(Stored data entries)
· · · · ·
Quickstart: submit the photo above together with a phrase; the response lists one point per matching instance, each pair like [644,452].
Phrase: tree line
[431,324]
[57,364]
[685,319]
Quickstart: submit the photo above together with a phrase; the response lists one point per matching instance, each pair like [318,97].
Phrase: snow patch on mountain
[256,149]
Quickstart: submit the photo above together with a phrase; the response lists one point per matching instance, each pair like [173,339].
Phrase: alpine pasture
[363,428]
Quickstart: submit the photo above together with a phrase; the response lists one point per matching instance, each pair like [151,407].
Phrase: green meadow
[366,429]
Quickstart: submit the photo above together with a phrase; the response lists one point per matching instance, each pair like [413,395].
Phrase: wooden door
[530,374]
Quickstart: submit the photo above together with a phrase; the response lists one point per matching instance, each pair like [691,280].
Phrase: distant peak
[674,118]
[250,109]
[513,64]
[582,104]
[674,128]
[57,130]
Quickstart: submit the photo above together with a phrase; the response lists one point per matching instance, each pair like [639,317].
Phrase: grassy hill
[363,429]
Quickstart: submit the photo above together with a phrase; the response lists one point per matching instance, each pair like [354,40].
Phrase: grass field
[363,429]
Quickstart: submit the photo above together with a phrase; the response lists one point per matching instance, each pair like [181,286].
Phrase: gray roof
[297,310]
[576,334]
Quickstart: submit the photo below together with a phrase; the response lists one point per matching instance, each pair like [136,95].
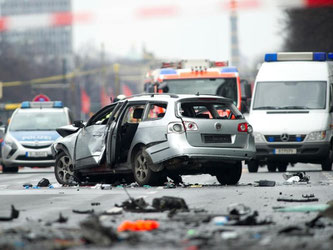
· · · · ·
_EXERCISE DETAILS_. Reproduce the lines above word for word, omitting the pictures.

_FINAL RESULT_.
Quickstart: submit the photo above together with a phrase; the response lists one point per matching instance, each pair like [644,452].
Phrase: tree line
[431,324]
[57,364]
[685,319]
Quickstart: submit the photo above together with a phrase; the response lists one point per matching instance, each pair like [318,97].
Phrase: snow patch on mountain
[256,149]
Quickstart: submit the photo above together with a phrase; the response lists one point per matching instance, each pair like [173,339].
Phrase: alpine pasture
[363,428]
Quickstart: submit the photo above together with a phrase; the response lists one point per matching instance, each pair like [151,407].
Phrase: green meadow
[366,429]
Quickstart: submit the photo above together with a phrase; the response lists one point per matching instance, each pair like [413,395].
Phrase: wooden door
[530,374]
Quickstart: submit the photo above together with a phrase; the response lists one point per matching instance, each pair like [691,280].
Phrase: distant peak
[674,118]
[250,109]
[513,64]
[582,104]
[674,128]
[57,130]
Quickstart: submit the photo above together with a phrase; the response lists one point per matching instance, each pair like [639,317].
Phrase: grassy hill
[363,429]
Quickstart: submit the photo above together with a phrase; the response lists one point per matching instance, each pair like [354,40].
Phrase: grass field
[363,429]
Quickstart: submit the photo above together with a phrase; the response lists one point per matching instance, each pair like [181,286].
Phrase: gray roof
[297,310]
[576,334]
Quickstart: submit the photo below together with a phrase; the response lists one point per matching instance, each pair like [136,95].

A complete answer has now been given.